▶ [Source]
B. LE DÉBAT SUR L'ADAPTATION DU MODE DE RÉGULATION DU PAYSAGE RADIOPHONIQUE
Après avoir lancé un ballon d'essai, le CSA a procédé à une adaptation de ses procédures d'attribution des fréquences. L'adaptation du code législatif reste en chantier par suite du changement de Gouvernement.
1. La mise aux enchères des fréquences, un système séduisant mais inadaptable
a) Le système britannique de gestion des fréquences radio
Certains ont proposé de s'inspirer du système
adopté en Grande-Bretagne pour gérer l'attribution des
fréquences radiophoniques.
L'organisation de la bande MF dans le secteur commercial et associatif est
profondément différente comparée à notre pays :
Il existe en France 12 réseaux nationaux, 2 réseaux
semi-nationaux et 3 regroupements nationaux de stations locales, contre un seul
réseau national en Grande-Bretagne. On compte en France 680 radios
locales, et 110 en Grande-Bretagne. Enfin, on recense en France 542 radios
associatives, et seulement 106 en Grande-Bretagne.
Comparées au système français, les principales
caractéristiques du système britannique sont les suivantes :
1/ Le plan de fréquences britannique introduit une distinction claire
entre les fréquences attribuées à la BBC, et les
fréquences disponibles pour les radios relevant de la compétence
de la Radio Authority.
2/ La procédure d'attribution des fréquences par la Radio
Authority prévoit une enquête préalable
d'intérêt public. Celle-ci est notamment destinée à
repérer les besoins en programmes, identifier les fréquences
disponibles, et préciser les formats manquants, justifiant l'attribution
d'une nouvelle fréquence, compte tenu de la réalité du
marché publicitaire local et des autres ressources disponibles.
3/ Une fois ce repérage effectué, un appel d'offres est
lancé sous forme d'une
mise aux enchères
. Celle-ci
porte sur l'attribution de fréquences associées à des
formats.
Un opérateur qui déciderait de changer de format perdrait
automatiquement sa fréquence. Celle-ci serait alors, soit remise aux
enchères sur le format initial, soit proposée sur un autre format
si l'enchère est infructueuse, et après une nouvelle
enquête préalable.

[Entrées de données enregistrées]
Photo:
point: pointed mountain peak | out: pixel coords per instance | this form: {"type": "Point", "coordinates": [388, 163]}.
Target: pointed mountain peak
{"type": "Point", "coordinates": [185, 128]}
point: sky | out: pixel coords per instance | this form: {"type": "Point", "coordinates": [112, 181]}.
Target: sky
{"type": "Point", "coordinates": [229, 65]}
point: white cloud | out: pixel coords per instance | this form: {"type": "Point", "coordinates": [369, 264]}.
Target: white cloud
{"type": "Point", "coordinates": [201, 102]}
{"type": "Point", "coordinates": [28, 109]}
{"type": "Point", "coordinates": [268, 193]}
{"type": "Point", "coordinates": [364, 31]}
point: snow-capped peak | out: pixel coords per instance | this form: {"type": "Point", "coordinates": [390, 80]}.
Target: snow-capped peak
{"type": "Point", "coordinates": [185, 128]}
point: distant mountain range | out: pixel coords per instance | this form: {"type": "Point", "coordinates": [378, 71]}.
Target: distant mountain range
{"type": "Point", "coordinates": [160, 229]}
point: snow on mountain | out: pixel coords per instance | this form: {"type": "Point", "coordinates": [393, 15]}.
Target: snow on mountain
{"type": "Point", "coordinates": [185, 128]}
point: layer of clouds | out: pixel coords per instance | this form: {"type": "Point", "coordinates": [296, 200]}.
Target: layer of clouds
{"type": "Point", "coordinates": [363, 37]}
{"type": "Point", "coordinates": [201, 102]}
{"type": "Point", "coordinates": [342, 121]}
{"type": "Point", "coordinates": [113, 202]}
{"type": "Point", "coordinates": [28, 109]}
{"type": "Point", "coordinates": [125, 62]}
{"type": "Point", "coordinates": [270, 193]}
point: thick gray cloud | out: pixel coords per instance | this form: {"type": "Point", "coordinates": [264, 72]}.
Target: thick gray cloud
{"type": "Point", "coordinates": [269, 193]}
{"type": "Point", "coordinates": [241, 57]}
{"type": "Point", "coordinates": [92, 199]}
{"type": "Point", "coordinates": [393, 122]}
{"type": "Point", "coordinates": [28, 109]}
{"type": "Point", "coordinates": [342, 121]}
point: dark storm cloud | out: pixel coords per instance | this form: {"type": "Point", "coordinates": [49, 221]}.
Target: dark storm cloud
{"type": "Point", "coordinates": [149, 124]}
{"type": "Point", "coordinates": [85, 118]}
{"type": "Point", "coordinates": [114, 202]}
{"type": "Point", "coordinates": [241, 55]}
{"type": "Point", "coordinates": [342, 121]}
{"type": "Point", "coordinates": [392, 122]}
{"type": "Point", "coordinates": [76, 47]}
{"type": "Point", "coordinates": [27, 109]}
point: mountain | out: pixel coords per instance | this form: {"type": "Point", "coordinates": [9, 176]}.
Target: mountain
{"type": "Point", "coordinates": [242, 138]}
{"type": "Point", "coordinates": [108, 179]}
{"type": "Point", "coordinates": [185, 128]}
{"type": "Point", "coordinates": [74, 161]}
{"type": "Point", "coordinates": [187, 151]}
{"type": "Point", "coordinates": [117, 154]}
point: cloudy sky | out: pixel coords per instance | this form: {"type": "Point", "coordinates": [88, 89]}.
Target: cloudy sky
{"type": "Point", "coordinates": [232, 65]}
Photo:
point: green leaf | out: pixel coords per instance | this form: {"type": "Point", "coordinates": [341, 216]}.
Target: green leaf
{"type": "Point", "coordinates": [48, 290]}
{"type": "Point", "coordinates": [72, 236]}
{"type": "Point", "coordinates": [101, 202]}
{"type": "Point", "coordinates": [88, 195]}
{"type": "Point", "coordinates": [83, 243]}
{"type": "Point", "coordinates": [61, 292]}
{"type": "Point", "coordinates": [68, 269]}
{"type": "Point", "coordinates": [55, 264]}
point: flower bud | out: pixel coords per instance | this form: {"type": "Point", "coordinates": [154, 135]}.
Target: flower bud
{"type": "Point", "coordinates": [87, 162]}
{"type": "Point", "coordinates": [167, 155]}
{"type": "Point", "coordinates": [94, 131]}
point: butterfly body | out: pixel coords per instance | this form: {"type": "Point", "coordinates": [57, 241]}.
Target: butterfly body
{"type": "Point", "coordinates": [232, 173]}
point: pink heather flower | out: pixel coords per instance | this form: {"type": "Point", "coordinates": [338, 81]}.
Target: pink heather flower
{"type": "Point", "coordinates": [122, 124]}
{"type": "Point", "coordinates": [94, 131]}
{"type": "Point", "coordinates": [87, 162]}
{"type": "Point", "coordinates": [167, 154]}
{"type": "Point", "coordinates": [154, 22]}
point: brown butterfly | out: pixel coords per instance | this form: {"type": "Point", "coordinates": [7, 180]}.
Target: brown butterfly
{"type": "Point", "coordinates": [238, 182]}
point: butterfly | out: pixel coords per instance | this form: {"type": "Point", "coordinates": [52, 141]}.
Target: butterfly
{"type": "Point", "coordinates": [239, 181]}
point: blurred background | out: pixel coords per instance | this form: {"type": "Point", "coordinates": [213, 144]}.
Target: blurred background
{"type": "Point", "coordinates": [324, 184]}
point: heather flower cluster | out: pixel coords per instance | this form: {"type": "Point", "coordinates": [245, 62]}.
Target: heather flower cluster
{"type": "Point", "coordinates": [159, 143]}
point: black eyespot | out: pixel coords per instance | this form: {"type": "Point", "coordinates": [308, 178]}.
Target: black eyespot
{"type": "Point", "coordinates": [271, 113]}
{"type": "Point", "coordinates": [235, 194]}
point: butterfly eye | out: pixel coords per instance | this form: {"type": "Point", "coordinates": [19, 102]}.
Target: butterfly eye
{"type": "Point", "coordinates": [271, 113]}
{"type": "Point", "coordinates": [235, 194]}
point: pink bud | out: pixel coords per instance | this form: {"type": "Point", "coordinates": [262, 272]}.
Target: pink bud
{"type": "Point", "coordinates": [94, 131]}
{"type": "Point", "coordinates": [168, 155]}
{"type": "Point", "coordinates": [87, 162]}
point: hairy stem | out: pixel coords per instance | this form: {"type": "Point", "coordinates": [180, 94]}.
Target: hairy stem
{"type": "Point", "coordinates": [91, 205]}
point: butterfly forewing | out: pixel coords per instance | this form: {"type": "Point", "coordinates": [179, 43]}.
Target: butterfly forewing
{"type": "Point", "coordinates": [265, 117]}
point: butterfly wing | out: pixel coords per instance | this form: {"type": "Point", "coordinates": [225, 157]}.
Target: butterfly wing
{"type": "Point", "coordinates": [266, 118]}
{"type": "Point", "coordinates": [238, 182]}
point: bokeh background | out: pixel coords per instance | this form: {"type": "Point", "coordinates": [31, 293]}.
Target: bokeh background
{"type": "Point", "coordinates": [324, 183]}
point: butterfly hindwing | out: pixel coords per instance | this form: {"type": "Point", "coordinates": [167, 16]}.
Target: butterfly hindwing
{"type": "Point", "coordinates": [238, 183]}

▶ [Consigne 1] D'après la source, qu'arrive-t-il à un opérateur britannique qui déciderait de changer de format ?
▶ [Consigne 2] Recopiez à l'identique tout le passage de la source, depuis « 2/ La procédure » jusqu'à « autres ressources disponibles. ».

▶ [Réponse rédigée 1] Il perdrait automatiquement sa fréquence.

▶ [Réponse rédigée 2]
2/ La procédure d'attribution des fréquences par la Radio
Authority prévoit une enquête préalable
d'intérêt public. Celle-ci est notamment destinée à
repérer les besoins en programmes, identifier les fréquences
disponibles, et préciser les formats manquants, justifiant l'attribution
d'une nouvelle fréquence, compte tenu de la réalité du
marché publicitaire local et des autres ressources disponibles.